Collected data
______

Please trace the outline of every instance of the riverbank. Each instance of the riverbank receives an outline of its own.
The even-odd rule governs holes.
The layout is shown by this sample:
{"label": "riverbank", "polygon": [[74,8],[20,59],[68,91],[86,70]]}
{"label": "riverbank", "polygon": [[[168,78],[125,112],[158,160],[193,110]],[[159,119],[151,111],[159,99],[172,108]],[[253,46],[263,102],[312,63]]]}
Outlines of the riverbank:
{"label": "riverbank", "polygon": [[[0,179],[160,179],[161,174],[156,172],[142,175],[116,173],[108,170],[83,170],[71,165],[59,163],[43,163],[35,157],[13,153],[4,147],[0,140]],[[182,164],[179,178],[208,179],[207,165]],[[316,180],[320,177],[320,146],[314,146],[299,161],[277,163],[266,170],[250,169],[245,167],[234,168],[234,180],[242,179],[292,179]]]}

______

**TASK**
All of the entries above must be output word for word.

**COMPLETED TASK**
Please trace the outline of every instance of the riverbank. Each instance of the riverbank receives an outline of its own.
The even-odd rule governs holes.
The layout is shown by this sample:
{"label": "riverbank", "polygon": [[74,8],[20,59],[68,91],[86,70]]}
{"label": "riverbank", "polygon": [[[168,78],[125,112],[158,160],[193,110]],[[159,119],[151,111],[159,99],[172,108]],[[253,46],[263,102],[312,63]]]}
Outlines of the riverbank:
{"label": "riverbank", "polygon": [[[0,179],[160,179],[161,174],[156,172],[142,175],[116,173],[108,170],[83,170],[71,165],[59,163],[43,163],[35,157],[13,153],[4,147],[0,140]],[[182,164],[179,178],[208,179],[207,165]],[[316,180],[320,177],[320,146],[314,146],[299,161],[277,163],[266,170],[250,169],[245,167],[234,168],[234,180],[242,179],[292,179]]]}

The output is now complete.